Problem to solve => Write out the listing below exactly, and omit any images you find in it.

[Location identification items]
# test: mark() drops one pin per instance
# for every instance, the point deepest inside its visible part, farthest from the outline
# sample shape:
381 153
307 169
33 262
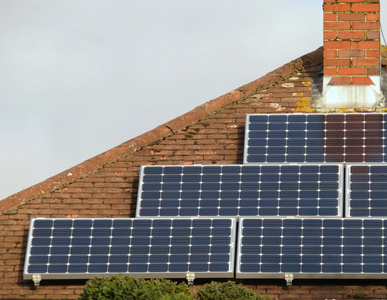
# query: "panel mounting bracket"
190 277
36 278
289 278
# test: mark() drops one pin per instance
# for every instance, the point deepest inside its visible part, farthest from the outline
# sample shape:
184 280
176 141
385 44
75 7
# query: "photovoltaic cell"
312 248
315 138
240 190
84 248
366 190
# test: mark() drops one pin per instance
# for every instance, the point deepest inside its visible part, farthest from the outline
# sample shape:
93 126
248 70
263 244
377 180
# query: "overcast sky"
79 77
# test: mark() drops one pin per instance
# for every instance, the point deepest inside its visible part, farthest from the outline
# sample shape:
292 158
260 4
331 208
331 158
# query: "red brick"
366 7
329 16
351 16
351 53
373 17
366 45
365 25
337 45
352 71
373 53
373 34
373 71
340 81
337 26
337 62
336 7
330 71
362 81
351 34
365 62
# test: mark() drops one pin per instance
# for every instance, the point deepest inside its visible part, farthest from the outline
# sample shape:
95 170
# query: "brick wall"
351 41
110 190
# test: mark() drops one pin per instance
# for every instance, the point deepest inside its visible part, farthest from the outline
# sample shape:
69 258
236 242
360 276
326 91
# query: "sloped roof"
96 163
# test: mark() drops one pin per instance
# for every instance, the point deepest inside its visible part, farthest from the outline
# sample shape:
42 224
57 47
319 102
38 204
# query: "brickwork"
106 186
351 41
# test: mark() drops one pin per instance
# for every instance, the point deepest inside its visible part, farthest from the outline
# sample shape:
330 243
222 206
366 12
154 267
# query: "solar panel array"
84 248
304 247
315 138
296 214
240 190
366 190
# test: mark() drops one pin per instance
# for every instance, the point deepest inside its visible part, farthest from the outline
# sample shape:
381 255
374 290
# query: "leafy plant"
227 291
121 287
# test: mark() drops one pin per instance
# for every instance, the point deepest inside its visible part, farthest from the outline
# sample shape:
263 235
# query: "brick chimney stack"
351 54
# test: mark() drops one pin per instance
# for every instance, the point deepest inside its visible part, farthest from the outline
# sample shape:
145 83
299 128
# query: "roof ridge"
95 163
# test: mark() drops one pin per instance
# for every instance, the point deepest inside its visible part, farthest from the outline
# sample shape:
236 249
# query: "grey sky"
78 77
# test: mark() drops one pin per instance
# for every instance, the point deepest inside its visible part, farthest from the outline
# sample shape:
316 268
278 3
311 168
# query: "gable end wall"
110 189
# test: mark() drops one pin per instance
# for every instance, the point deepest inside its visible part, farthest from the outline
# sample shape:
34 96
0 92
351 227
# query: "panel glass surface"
366 190
84 248
240 190
315 138
311 246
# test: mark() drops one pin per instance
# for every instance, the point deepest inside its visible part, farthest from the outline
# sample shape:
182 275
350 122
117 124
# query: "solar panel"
366 190
312 248
315 138
240 190
85 248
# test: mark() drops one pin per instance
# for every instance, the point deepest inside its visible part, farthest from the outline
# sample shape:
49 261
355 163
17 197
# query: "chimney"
351 54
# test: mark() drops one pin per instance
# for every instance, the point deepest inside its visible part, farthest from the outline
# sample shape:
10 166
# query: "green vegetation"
227 291
131 288
122 287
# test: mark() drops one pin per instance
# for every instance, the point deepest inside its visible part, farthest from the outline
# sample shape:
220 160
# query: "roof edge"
92 165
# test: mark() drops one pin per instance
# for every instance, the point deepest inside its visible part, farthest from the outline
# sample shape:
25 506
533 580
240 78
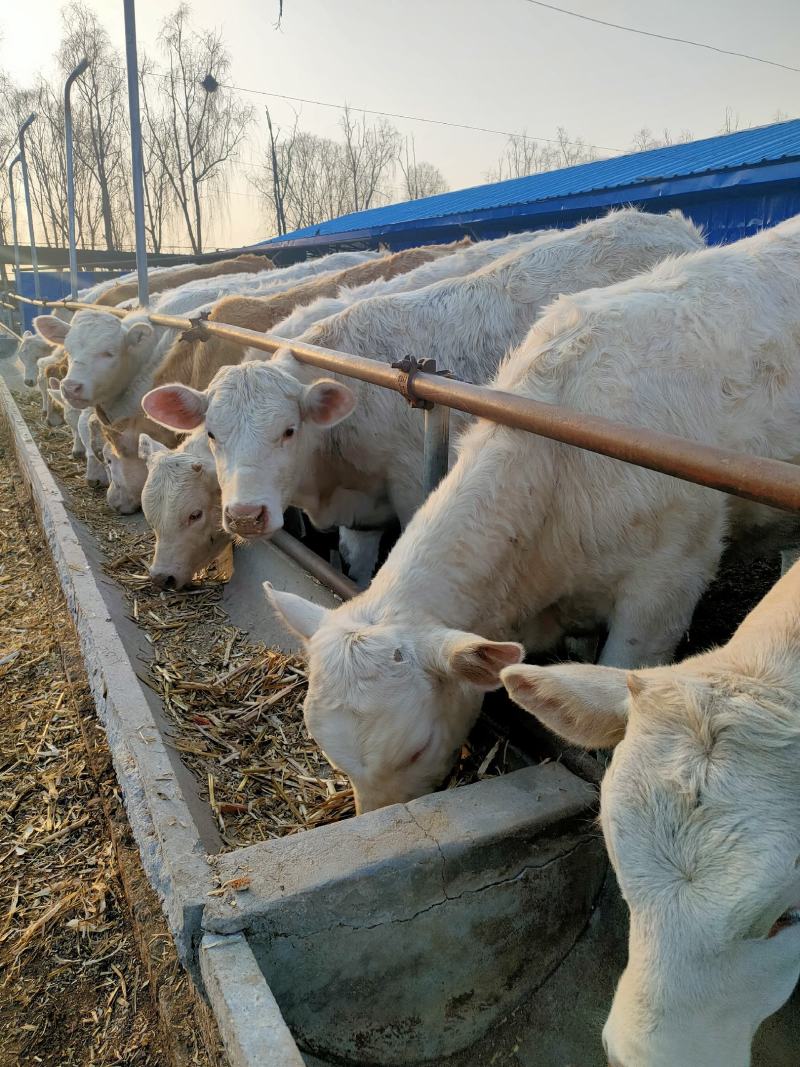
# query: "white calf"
527 531
180 500
30 350
701 814
457 265
282 434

Problem solution =>
# test: mark() drops one pin per instance
# for every instance, the point deepest inside its visible part, farthest from the outline
# sample shape:
381 153
307 169
33 262
# query: "panel mounting bracket"
190 277
36 278
289 278
# test: mark() drops one pin per instance
# for every instance, the point deepest inside its visible part, farthest from the outline
# sample shape:
184 280
176 141
385 44
75 7
# query: "photovoltaic cell"
312 248
315 138
240 190
84 248
366 190
# test: mark() drops one pin per instance
# for every instance, the point deepest inside its visible part, farthest from the outline
# sample shape:
93 126
248 70
263 244
377 180
# query: "overcast sky"
79 77
# test: mark() drops one pin per instance
# for every instance, the point deepest inside its visible part, farthest from the outline
# sample shape:
292 158
260 4
331 208
331 158
# query: "red brick"
366 7
329 16
351 16
351 53
373 17
366 45
365 25
337 45
352 71
373 53
373 34
373 71
340 81
337 26
337 62
336 7
330 71
362 81
351 34
365 62
# test: mark() drops one pin per instance
# for every instance, the point deepest inside its visible part, farthest from the outline
# sample shape:
95 170
# query: "brick wall"
351 41
110 190
# test: mark() drops one pin per instance
# for every instance, the point deepest inside its visible part, farthest from the outline
# sample shape:
69 258
236 242
360 276
326 91
# query: "sloped roof"
96 163
# test: mark() drops one pin per instance
# for every instance, the point deepest inside its visible part, farthest from the outline
# sample shape:
42 224
57 47
319 102
38 204
# query: "brickwork"
106 186
351 41
# test: mark() drops one pin per instance
# for every instance, the point deepest inside its visible part, farthest from the outline
# sample shape:
330 243
222 206
366 12
154 267
# query: "solar panel array"
84 248
304 247
315 138
296 214
240 190
366 190
# test: mark() drops one pin per instance
# for every instance, the point deepest inside its visible part, farthest from the outline
# sample shape:
381 255
374 290
# query: "leafy plant"
227 291
121 287
# test: mark() drops one pin per instance
# for every instance, the point deepest inside its visible part, farthest from the outline
# sample shape:
263 235
# query: "brick chimney stack"
351 54
# test: mark() drops one pin per instance
# for every instance, the point deepest inside its visible part, farthest from the outline
# sample shape:
145 83
299 128
# query: "roof ridge"
95 163
# test: mark() drops one pin per instance
# for every instance, the point deepest inside its visible part, farthest from the outline
# sample shape:
236 249
# query: "grey sky"
78 77
# test: mark() drops one pin per instance
# for every instance, the point deepest inside its visible part, farthest from the outline
# sample shape:
316 268
278 3
311 168
# query: "gable end wall"
110 189
# test: mark() drops one pin per instance
# for every instance, the point deepest inside its visible part, farthest from the outline
# sample shape:
34 96
0 92
351 227
# query: "panel glass surface"
366 190
84 248
240 190
315 138
311 246
# test: mark() drops one pin per instance
# for every instance, the point deepest inside its visible part, farthest from the outline
# sample shape:
182 275
350 122
117 124
# query: "solar panel"
366 190
312 248
315 138
240 190
85 248
# test: mark() drops one pin per instance
# for every instance, the point deepest inside its visible part, farthest from the outline
# sample shape:
49 261
355 163
17 197
# query: "chimney"
351 54
# test: mark() drops one pin per instance
# for every instance, the point deepest inside its visible part, farthest from the outline
# sample shape:
10 166
# query: "green vegetation"
227 291
131 288
122 287
# test: mark() drops one pin per instance
# for every instance, the point deepest inside its visible part, farthest from the outline
# sample shape:
220 160
# query: "roof edge"
92 165
# test: mark() drops one pin per instance
# for every instance, the point deepest inside its visible part, farthest from the outline
# sample shape:
25 506
533 580
240 78
# query: "white calf"
527 531
180 500
30 350
701 814
457 265
282 434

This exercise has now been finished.